Problem: Continue the essay on growing up, picking up after its final sentence.

Text segment:
***

On Growing-Up

‘The expectation’ for ‘help and protection’, writes Carl Jung in The Structures and Dynamics of the Psyche, while ‘normal for a child is improper in an adult’. In Psychology and the Occult he makes a similar point, remarking not being able to psychologically mature is just as absurd as not being able to outgrow child-size shoes. We must, in order to be healthy and well-adjusted individuals, learn to grow up. And this means, among many things, learning to take our life in our own hands.

But many of us still allow others to dictate to us what is right, what we must do, and how we should live. We exist in a state of existential childhood, where although our parents may have retreated as figures in our physical life, the fundamental relationship that characterised childhood (submission to authority, acquiescence, and obedience) still exists.

To be an individual, writes Thomas Mann in his work The Magic Mountain, ‘one had to recognise the difference between morality and blessedness’.

The moral man decides for himself what is right or wrong. He lives according to his own standards and monitors his conduct according to personal beliefs. The blessed man, however, is what Mann, echoing Jung, calls a ‘child of God’. He does not think about what is right, just, or worthy, but accepts these as givens by those around him. He does not think for himself but allows others to do his thinking for him. John Ralston Saul, in Voltaire’s Bastards writes,

A man who depends upon blessedness is one who relies upon God and his representatives to define morality and to enforce it. He is a child of God — a ward who would not dream of claiming personal responsibility. The individual is more like a child who has grown up and left home. More dramatically put, man killed God in order to replace him. Either that or, having killed God, man was obliged to fill the resulting void. In either case he assumed the powers of moral judgment previously limited to divinities.

The voracious consumer who chases commodities because he is told these will make him happy, the obedient convert who believes unflinchingly in the 10 commandments because his priest has convinced him of hell, the pupil who behaves as the master instructs because he is lost and the master provides answers; they are all Mann’s ‘blessed’ children of God; having given up the task of deciding for themselves how to live, they have granted this responsibility to someone else.

Mann and Jung argue (in different ways) that by taking life into our own hands, we cease being reflections of others and grow into ourselves. We become individuals.

***

Record excerpts:
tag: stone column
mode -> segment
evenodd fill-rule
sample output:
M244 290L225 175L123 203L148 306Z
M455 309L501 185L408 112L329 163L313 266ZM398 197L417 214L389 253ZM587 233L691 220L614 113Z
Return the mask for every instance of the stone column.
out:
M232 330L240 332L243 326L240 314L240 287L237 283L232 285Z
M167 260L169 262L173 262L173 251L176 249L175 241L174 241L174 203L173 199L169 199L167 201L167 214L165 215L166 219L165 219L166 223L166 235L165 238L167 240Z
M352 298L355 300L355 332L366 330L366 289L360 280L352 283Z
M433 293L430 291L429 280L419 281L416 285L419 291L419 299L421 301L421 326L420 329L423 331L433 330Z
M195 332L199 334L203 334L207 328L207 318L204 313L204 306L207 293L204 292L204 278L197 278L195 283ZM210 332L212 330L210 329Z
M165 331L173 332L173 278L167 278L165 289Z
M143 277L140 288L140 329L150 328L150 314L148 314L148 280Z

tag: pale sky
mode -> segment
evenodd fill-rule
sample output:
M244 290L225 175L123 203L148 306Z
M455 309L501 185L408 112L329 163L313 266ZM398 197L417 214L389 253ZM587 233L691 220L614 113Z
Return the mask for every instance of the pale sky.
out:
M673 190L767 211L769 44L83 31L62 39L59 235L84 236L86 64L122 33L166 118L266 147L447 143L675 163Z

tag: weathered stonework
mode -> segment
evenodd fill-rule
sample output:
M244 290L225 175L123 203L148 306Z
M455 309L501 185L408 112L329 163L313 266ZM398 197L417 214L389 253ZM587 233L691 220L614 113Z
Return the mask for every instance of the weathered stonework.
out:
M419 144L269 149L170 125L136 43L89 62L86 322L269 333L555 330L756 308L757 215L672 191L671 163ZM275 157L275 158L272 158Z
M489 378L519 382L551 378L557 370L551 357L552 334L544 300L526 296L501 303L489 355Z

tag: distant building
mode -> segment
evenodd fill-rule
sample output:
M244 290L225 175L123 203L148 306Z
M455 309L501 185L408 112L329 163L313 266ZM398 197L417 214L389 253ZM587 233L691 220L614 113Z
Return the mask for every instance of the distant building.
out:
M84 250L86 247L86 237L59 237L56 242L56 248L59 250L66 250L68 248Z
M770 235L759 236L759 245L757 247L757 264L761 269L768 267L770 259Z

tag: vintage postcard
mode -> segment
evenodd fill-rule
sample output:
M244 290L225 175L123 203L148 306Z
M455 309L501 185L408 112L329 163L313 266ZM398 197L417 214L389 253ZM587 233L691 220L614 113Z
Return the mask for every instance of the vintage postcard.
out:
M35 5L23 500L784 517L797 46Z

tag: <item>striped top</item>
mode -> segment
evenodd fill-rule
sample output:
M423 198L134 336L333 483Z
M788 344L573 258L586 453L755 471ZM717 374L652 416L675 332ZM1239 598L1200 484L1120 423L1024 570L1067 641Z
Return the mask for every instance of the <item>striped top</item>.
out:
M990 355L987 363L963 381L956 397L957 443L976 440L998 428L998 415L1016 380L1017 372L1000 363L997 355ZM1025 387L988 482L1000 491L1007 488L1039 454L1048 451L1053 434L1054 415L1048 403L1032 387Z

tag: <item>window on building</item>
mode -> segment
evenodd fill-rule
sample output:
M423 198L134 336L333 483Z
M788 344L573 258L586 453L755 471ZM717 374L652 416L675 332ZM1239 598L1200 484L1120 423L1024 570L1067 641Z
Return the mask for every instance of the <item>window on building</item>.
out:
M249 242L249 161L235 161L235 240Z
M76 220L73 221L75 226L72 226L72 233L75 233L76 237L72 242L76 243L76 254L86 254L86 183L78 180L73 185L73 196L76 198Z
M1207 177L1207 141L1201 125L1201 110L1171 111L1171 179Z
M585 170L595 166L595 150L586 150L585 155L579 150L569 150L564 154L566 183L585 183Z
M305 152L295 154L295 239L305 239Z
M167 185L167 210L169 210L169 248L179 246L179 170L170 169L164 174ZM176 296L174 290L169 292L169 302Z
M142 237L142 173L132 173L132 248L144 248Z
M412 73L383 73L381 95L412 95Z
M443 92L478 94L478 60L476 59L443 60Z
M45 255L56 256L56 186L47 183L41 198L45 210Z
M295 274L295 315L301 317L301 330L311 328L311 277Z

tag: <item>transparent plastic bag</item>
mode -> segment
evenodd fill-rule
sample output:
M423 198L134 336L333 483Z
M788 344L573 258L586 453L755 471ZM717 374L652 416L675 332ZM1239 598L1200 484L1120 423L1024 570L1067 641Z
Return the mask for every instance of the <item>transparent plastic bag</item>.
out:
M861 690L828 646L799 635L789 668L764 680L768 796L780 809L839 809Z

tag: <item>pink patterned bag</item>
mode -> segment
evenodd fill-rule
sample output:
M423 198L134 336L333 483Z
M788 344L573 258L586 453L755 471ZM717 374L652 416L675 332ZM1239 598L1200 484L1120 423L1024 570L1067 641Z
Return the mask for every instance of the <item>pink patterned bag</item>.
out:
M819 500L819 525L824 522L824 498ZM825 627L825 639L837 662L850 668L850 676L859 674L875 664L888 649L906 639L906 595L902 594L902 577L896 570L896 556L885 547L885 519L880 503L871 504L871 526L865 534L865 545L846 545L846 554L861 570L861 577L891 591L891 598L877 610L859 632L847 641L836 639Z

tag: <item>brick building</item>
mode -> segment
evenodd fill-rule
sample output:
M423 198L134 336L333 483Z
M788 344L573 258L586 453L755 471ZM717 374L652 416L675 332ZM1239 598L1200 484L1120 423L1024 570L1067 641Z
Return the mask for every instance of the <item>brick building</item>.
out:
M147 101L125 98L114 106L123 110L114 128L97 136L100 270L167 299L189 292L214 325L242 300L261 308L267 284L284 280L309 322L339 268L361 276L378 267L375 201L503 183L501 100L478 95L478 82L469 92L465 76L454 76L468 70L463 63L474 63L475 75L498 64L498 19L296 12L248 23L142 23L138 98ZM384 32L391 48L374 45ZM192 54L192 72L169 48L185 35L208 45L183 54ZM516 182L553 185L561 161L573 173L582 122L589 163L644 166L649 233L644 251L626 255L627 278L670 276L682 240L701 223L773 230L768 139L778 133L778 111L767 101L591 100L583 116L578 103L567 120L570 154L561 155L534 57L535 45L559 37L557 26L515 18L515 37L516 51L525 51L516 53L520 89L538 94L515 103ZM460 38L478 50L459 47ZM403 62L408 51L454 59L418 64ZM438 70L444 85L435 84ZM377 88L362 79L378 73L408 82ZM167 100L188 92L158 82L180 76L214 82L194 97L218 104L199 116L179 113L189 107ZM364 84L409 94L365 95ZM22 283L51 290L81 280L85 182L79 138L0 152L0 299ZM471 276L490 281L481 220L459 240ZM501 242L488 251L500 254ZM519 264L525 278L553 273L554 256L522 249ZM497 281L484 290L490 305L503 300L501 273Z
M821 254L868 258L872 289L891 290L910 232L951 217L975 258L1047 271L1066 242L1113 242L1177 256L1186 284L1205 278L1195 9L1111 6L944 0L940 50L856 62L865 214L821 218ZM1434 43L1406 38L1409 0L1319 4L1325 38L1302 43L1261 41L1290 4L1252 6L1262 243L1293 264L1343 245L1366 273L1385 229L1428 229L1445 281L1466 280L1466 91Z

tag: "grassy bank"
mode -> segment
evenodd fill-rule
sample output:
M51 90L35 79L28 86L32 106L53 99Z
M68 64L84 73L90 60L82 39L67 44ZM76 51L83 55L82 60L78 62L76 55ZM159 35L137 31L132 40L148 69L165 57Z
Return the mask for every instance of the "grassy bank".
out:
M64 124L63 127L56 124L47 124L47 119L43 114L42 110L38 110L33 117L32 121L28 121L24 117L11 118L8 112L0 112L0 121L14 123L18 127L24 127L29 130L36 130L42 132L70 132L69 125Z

***

Response area:
It is unlike the individualism understood by our society, which is often of a tawdry or superficial kind. Imagine a surgeon. He lives in a luxury city apartment. He drives an expensive car, likely a German import. On his skin are the finest fabrics, on his tongue talk of the finest wines, on his bed the finest linen. He studied and worked hard in order to have a life where he could earn hundreds of thousands of dollars a year and spend the weekends at his country house with his wife and children. The surgeon has rank, title, power and prestige and these, he thinks, makes him who he is. But, he has never questioned whether wealth or power is the correct path. He has not asked whether rank and title are statements about him or simply titles conferred by society. Nor has he asked that after the houses and cars and holidays, ‘what the point of it all?’. Society has told him how he should live, what he should value, and he has accepted it. In this way, the surgeon is not an individual at all, but ‘‘blessed’.

The Death of Socrates, Jacques-Louis David, 1787

Many of us have failed to assume responsibility for ourselves and instead, allow others to do it on our behalf. A ‘master’ will tell us how to live, a holy book will instruct us on what is right and wrong, social organisation will inform us on what work is valuable or not. In childhood we may unthinkingly accept the prescriptions of others, but being an adult means taking your life into your own hands and deciding for yourself questions like ‘is this right?’ and ‘is this what I want to do?’. The distinction between morality and blessedness is exactly what Nietzsche was trying to capture in his distinction between ‘master and slave morality’.

To the extent that we submit to the values, goals, and ethics of others, we become what Krishnamurti refers to as ‘second hand people’. What makes neurosis so dangerous and also so prevalent is how the authority of friends, family, authors and institutions becomes internalised and thus, invisible. Because we have not interrogated ourselves, we do not see how little of our thoughts, beliefs, values and morals are our own. To grow up, to become an individual, therefore, requires us, for perhaps the first time in our lives, to investigate ourselves and discover what we value, believe, and want. It can be an incredibly tumultuous experience, as well as lonely one. The road to personal truth is a path fit for one.